◆ Halaman
◇ ◇ ◇ ◇ ◇ ◇ ◇
Jika
kalian pikir ini adalah kisah yang mengisahkan aku menghamili anak orang, maka
silahkan pencet ctrl + w jika lewat komputer dan tombol decline jika anda
menggunakan handphone. Kisah ini tidak unsur sex dan gravure. Kisah ini adalah
kisah aku menjadi ayah untuk anak anakku. Keluarga kecil klub bahasa
Inggris.
*******
Semester
pertama semasa kelas X aku membuang waktu di aktivitas yang untukku tidak
produktif. Jangan paksa aku menulis apa yang aku lakukan karena tidaklah etis
dan akan menyinggung banyak orang. Singkat cerita aku adalah remaja yang ‘buta
arah’. Aku tidak menemukan passion apa apa. Memang setelah semester satu aku
mendapatkan passion bermusik dan memasuki klub keroncong tetapi klub keroncong
memiliki ‘Ibu’ sendiri. Ini kisah tentang keluarga kecil yang hampir mati anak
anaknya.
◇ ◇ ◇ ◇ ◇ ◇ ◇
◆ Kumpulan Data
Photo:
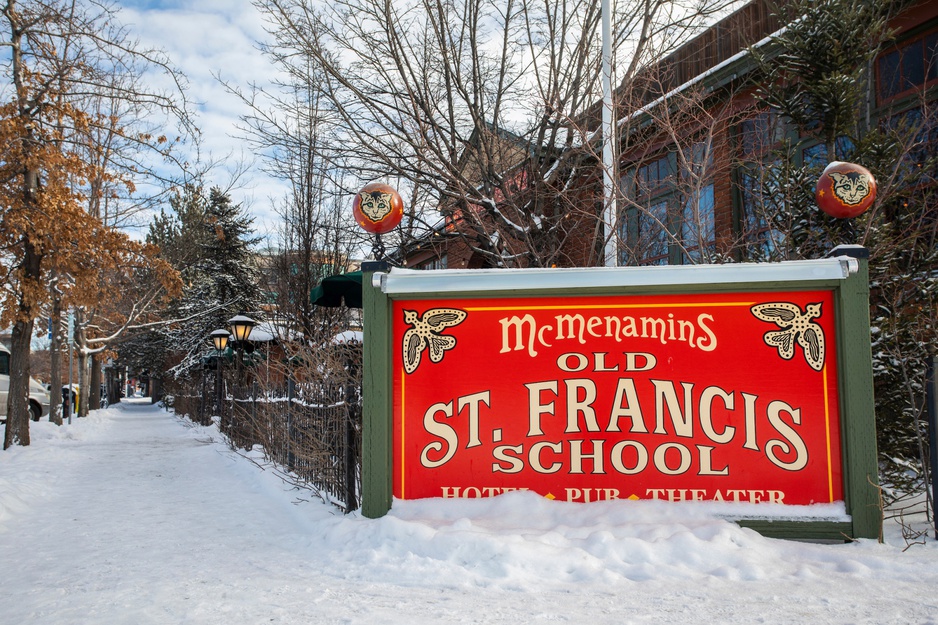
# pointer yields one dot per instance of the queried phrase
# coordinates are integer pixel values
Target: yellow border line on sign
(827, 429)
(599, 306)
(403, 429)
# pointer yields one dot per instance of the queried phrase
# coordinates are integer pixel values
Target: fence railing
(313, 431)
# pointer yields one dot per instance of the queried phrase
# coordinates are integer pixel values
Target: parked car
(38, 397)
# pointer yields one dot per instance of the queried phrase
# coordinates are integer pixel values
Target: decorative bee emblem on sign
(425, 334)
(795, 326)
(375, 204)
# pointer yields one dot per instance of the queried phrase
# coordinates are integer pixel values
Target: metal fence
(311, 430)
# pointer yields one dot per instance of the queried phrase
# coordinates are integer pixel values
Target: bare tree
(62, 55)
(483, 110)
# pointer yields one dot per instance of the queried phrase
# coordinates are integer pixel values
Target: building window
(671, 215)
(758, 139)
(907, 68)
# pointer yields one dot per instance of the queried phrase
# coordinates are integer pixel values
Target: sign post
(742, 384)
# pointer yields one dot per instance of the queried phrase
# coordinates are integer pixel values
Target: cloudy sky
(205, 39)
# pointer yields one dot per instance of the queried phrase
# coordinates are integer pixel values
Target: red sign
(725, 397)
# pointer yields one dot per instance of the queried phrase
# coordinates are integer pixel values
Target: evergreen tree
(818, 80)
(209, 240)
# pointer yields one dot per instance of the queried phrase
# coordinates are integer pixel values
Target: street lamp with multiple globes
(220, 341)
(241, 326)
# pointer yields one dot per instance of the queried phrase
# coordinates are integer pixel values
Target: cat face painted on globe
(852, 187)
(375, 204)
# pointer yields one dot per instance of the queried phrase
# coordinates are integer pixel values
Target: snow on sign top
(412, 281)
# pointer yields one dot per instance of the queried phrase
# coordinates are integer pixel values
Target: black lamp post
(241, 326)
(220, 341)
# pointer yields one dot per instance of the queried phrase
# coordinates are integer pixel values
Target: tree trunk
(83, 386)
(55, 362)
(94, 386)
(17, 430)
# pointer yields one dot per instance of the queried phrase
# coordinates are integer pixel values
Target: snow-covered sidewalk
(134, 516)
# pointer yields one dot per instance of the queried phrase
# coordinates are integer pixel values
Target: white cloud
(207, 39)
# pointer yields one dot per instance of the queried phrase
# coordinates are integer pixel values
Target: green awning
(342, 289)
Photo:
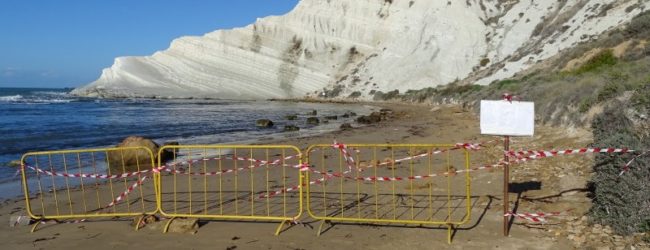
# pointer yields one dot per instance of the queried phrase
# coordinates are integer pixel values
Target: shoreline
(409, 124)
◇ ◇ ◇ ◇ ◇ ◇ ◇
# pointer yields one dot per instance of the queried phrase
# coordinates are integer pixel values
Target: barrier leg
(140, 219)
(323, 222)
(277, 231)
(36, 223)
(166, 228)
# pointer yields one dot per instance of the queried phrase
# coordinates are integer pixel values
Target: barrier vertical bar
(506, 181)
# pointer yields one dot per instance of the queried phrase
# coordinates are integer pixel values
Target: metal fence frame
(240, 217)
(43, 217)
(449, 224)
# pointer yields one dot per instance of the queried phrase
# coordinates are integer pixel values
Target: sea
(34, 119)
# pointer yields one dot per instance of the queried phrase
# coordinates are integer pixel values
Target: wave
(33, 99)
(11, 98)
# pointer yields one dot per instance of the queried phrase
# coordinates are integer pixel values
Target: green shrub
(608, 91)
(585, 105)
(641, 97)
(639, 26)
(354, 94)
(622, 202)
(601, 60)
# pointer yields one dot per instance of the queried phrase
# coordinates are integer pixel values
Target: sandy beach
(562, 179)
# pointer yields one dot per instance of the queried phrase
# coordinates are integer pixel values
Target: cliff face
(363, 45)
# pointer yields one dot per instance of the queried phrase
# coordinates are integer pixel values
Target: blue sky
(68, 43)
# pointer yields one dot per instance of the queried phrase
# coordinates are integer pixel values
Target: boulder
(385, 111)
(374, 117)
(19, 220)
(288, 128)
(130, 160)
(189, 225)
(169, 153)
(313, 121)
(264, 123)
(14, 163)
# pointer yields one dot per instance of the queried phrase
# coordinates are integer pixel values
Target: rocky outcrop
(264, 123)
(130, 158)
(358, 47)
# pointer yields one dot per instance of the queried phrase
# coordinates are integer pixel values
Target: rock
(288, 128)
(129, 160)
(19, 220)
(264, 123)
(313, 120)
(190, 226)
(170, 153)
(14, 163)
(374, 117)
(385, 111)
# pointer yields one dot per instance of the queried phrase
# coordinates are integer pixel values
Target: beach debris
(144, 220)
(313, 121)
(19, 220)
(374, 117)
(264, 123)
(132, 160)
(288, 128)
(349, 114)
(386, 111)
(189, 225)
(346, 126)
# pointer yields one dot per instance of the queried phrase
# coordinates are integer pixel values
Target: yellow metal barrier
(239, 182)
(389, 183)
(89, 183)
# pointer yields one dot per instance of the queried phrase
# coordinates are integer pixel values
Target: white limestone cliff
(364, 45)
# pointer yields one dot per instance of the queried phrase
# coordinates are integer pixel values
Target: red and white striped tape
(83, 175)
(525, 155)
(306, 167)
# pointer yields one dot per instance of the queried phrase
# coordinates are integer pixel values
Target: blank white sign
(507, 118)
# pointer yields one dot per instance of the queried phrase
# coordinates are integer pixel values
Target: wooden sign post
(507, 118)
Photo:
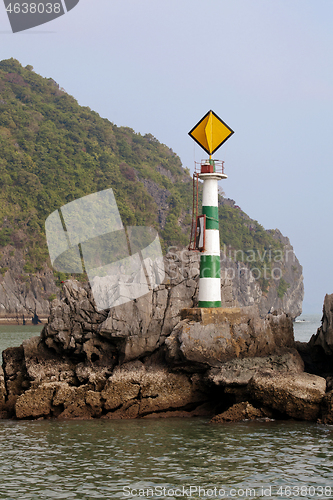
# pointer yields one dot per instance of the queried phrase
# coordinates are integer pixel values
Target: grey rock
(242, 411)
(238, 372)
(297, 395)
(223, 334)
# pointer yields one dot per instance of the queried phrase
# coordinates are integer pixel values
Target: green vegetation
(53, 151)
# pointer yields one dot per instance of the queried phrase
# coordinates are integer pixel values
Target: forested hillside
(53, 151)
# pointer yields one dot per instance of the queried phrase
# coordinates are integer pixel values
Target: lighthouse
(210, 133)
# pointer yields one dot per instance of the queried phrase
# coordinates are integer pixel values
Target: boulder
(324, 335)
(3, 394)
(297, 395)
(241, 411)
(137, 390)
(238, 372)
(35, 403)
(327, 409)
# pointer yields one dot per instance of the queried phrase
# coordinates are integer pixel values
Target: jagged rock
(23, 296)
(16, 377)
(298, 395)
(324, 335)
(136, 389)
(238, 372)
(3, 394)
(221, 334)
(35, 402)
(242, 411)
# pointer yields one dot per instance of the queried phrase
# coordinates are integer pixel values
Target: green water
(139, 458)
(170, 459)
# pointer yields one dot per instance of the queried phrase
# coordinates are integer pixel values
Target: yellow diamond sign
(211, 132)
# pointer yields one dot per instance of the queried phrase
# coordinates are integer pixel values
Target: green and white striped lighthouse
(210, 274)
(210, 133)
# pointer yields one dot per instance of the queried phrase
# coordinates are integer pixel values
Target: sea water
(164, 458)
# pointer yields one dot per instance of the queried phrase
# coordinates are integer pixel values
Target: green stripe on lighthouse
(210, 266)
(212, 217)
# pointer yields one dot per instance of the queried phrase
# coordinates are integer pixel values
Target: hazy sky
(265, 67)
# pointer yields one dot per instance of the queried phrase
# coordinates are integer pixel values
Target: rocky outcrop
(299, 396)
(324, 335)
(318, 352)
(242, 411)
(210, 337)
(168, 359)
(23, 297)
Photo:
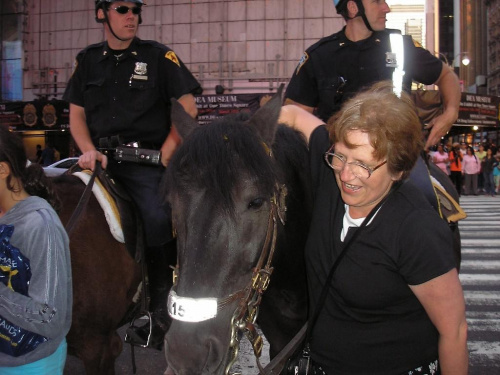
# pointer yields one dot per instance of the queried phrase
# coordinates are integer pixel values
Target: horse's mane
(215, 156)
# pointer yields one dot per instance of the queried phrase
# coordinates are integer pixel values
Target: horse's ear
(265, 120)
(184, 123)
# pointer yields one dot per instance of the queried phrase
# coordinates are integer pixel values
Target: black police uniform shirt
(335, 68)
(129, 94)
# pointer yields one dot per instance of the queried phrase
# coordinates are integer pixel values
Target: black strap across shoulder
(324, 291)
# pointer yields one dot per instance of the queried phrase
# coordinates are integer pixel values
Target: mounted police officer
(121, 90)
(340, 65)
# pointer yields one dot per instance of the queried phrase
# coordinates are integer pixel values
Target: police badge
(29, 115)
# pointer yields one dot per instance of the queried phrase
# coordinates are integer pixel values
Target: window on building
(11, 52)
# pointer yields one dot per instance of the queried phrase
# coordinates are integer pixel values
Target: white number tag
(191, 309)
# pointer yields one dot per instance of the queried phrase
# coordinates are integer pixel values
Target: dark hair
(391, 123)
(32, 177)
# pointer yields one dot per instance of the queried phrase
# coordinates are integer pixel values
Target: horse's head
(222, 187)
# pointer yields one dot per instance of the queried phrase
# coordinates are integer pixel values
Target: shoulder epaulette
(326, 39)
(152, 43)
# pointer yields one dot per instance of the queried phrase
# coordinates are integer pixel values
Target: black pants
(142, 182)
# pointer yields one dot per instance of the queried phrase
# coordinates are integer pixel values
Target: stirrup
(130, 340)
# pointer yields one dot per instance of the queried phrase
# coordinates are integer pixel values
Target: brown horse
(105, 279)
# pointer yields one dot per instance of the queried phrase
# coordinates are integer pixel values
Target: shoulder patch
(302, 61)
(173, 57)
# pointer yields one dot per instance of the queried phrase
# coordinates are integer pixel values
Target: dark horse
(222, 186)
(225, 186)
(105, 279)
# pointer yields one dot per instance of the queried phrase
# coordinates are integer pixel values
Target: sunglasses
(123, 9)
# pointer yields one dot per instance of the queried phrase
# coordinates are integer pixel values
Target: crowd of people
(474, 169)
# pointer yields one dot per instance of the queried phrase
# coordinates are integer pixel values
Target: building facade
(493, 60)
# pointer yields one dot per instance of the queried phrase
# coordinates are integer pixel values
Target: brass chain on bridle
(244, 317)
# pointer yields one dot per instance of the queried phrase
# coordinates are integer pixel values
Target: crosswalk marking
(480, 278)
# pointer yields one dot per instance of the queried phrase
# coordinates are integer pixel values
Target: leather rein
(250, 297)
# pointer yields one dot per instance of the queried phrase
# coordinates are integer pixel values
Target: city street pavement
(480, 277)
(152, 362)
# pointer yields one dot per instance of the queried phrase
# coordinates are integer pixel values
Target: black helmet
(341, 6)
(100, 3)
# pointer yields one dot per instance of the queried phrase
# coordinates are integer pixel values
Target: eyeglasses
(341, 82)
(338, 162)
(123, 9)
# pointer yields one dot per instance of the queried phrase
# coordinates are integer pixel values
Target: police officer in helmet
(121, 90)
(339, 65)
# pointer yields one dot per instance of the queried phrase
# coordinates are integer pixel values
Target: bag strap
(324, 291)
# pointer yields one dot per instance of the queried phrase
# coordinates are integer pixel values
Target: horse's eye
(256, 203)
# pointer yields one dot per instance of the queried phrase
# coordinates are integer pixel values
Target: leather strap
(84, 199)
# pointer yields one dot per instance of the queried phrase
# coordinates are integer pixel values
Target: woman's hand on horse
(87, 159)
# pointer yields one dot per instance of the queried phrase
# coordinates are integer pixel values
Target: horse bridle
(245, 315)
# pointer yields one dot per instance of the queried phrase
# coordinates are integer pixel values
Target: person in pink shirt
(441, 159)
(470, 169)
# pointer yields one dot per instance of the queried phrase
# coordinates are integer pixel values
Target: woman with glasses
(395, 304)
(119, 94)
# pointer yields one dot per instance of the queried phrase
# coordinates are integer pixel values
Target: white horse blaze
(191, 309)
◇ ◇ ◇ ◇ ◇ ◇ ◇
◆ Tujuan Tugas
Tuliskan lanjutan kisah tentang keluarga kecil klub bahasa Inggris itu, dimulai sesudah kalimat terakhirnya. Materi tersebut diambil dari sumber yang berbeda.

◆ Jawaban Latihan
Bukan
sombong tapi aku fluent Bahasa Indonesia dan Bahasa Inggris sejak umur 5/6. Tiga
jika kalian memasukan Bahasa Jawa.
Eksistensi
klub bahasa Inggris di sekolahku kiranya 2 tahun ini seperti penerjun payung
yang terbang bebas dan tidak memiliki keinginan menarik parasut mereka. Bahkan
terancam bubar. Ketika itulah seorang teman karena sahabat terlalu berlebihan
bernama Dyah mengajakku membangun
klub Bahasa Inggris.
Tuhan,
memang sebenarnya grup ini bersifat club tapi aku memiliki ekspektasi ini
adalah forum forum yang maha besar. Hanya ada 5 kakak kelas dan 5 adik kelas, 6
termasuk aku. 10 orang kupikir terlalu sedikit. Jelas eksistensi grup ini
terancam bubar. Bukan karena anggota sebenarnya, tapi bisa dibilang keluarga
ini vakum prestasi.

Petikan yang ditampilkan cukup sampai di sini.